**DIRECTION:**
How many lines in the entries below contain the word "instance"? Count them and reply with the number alone.
____ INPUT RECORDS
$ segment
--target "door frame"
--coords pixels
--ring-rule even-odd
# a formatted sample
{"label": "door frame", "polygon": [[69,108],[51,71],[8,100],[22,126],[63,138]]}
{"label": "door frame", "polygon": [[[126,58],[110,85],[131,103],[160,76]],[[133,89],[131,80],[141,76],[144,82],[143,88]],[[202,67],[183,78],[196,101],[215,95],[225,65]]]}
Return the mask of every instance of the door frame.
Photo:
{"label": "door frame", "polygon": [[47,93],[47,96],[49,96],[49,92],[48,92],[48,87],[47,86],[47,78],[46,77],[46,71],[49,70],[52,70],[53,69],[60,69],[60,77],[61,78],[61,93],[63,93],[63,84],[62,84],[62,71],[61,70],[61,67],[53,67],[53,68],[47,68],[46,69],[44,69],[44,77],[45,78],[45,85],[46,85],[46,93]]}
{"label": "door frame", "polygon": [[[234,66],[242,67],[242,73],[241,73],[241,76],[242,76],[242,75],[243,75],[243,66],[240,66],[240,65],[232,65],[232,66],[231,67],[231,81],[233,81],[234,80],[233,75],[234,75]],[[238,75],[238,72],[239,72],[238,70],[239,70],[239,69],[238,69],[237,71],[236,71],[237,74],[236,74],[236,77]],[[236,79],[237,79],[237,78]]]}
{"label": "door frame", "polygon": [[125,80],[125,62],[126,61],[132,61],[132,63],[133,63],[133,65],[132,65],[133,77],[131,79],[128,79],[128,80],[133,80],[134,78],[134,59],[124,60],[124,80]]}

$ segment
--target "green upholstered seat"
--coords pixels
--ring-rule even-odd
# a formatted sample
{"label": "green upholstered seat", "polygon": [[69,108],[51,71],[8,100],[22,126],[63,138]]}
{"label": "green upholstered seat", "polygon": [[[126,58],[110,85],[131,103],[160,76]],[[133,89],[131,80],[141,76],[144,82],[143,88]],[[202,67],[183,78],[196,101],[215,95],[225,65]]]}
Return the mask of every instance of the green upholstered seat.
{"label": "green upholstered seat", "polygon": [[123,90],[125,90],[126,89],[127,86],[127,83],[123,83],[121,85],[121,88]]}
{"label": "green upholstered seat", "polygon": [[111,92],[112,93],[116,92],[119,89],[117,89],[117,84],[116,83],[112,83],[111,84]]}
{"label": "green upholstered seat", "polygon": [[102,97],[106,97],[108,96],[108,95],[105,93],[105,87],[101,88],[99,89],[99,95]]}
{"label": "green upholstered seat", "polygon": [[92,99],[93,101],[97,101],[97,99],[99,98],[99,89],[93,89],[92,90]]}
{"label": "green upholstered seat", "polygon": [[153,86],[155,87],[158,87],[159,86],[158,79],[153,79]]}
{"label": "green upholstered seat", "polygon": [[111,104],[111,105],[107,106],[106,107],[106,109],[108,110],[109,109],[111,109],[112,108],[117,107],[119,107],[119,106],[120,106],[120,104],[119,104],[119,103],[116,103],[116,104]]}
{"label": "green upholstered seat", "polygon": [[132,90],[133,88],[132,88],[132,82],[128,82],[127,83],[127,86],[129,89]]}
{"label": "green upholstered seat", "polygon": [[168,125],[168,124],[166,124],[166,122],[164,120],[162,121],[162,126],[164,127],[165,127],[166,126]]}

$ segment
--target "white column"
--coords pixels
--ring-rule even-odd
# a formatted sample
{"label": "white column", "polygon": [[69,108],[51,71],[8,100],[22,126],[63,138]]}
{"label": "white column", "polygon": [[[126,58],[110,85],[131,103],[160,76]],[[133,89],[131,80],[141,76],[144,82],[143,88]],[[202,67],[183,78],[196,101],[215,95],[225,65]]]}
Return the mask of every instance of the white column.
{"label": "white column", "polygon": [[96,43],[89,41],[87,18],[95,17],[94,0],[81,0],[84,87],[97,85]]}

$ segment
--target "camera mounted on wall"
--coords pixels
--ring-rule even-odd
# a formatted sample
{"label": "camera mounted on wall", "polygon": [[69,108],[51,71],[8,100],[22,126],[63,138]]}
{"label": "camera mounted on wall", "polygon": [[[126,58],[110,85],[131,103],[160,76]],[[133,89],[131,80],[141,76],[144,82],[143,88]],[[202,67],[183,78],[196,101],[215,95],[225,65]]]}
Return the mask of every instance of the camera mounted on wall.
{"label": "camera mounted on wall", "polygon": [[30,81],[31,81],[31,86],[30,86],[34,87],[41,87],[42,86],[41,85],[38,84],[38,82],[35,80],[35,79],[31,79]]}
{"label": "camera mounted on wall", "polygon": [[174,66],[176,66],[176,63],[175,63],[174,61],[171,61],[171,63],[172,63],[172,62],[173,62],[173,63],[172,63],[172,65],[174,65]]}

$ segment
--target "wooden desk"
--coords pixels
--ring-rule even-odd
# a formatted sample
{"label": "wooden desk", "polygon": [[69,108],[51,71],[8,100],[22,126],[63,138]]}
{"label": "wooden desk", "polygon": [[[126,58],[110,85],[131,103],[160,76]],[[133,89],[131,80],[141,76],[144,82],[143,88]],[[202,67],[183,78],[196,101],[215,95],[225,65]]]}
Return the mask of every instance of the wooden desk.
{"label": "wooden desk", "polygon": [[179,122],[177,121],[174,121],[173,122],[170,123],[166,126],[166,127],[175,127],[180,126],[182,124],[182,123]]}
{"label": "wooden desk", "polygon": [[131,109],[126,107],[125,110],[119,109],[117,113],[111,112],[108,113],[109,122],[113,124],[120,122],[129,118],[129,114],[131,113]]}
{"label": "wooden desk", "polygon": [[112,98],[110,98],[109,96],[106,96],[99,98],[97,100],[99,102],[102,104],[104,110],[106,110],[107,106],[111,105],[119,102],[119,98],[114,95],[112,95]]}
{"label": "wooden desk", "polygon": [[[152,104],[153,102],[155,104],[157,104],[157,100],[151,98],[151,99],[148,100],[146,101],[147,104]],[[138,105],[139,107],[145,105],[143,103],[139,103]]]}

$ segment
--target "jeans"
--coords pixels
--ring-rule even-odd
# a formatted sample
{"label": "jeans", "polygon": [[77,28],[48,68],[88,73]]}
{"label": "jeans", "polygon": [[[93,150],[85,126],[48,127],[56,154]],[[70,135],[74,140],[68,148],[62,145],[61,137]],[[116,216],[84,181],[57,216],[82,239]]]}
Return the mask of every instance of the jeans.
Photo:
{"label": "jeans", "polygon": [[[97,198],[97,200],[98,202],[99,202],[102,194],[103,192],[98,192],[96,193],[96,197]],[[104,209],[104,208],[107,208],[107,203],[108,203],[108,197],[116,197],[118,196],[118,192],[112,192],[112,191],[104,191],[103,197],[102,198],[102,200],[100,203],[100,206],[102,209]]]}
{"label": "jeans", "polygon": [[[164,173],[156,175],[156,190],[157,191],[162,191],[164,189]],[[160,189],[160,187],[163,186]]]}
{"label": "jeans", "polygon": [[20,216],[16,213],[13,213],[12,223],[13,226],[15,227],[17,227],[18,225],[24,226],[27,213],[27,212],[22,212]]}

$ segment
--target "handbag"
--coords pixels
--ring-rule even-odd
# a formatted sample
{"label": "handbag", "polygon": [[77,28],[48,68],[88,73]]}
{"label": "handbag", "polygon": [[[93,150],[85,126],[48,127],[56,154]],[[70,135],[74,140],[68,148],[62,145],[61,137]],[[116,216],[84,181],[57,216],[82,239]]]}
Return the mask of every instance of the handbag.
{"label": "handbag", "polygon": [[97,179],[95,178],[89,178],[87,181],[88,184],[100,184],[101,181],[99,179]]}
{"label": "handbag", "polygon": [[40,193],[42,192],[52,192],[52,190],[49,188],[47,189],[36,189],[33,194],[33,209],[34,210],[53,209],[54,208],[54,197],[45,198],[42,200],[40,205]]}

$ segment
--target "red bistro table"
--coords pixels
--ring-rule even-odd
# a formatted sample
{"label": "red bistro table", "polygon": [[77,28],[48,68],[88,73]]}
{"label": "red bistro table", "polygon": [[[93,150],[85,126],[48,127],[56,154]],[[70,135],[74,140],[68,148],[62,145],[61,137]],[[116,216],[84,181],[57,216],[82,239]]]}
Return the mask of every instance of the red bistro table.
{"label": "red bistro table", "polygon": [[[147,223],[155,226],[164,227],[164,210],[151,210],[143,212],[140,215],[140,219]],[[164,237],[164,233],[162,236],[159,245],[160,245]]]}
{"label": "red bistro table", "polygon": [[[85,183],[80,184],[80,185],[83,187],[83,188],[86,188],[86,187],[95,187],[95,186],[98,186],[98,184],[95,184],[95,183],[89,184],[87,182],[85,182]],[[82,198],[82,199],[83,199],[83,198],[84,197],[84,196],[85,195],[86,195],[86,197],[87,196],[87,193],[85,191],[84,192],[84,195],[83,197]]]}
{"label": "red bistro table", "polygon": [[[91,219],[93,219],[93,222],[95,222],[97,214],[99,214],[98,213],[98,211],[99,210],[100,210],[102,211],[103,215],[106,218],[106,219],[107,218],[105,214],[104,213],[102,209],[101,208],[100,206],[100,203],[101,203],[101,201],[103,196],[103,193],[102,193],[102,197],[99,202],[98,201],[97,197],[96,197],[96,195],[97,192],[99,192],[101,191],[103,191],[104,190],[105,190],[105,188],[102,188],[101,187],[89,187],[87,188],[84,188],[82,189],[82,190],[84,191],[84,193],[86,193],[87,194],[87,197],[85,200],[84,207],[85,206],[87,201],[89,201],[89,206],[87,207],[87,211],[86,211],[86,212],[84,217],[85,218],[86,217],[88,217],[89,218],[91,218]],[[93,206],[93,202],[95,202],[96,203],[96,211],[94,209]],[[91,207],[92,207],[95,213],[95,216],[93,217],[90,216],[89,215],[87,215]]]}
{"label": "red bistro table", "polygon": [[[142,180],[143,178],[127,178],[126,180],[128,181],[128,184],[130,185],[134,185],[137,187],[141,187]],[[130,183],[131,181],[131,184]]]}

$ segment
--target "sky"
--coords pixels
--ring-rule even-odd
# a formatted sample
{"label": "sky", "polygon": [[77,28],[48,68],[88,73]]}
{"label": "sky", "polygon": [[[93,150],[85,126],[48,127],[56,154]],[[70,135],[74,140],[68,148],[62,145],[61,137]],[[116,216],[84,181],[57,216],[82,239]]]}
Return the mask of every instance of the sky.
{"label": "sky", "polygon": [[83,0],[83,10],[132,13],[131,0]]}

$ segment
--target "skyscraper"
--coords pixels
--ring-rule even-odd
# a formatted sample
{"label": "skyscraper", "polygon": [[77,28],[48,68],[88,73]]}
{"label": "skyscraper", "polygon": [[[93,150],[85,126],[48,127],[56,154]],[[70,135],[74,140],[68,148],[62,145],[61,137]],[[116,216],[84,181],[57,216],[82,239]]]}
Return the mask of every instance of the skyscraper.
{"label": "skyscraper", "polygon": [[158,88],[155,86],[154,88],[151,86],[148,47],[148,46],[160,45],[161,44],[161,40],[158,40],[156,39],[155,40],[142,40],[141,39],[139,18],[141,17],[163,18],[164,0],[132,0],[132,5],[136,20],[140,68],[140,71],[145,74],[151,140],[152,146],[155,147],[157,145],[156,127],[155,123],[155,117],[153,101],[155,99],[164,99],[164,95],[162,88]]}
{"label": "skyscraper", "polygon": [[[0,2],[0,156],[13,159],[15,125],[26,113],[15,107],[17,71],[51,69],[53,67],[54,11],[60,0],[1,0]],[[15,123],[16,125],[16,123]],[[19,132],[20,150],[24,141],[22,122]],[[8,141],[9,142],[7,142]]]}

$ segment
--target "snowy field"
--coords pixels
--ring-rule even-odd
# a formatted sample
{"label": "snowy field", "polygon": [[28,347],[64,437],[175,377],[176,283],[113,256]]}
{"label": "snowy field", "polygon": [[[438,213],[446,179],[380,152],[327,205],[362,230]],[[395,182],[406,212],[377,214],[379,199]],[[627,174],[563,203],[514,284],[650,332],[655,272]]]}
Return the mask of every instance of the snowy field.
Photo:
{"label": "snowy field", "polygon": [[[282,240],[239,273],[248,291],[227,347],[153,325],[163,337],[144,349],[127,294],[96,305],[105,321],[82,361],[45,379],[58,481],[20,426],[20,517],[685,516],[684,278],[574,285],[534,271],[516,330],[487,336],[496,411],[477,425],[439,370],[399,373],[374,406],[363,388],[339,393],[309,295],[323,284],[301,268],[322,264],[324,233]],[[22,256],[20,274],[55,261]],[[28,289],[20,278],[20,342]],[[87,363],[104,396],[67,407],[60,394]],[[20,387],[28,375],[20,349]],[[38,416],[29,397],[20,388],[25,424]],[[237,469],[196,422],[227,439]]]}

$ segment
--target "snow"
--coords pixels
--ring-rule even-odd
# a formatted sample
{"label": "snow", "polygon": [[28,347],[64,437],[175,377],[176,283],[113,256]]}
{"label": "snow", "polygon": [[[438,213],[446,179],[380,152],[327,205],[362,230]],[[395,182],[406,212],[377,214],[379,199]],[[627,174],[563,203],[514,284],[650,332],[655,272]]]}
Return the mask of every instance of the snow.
________
**TASK OUTPUT:**
12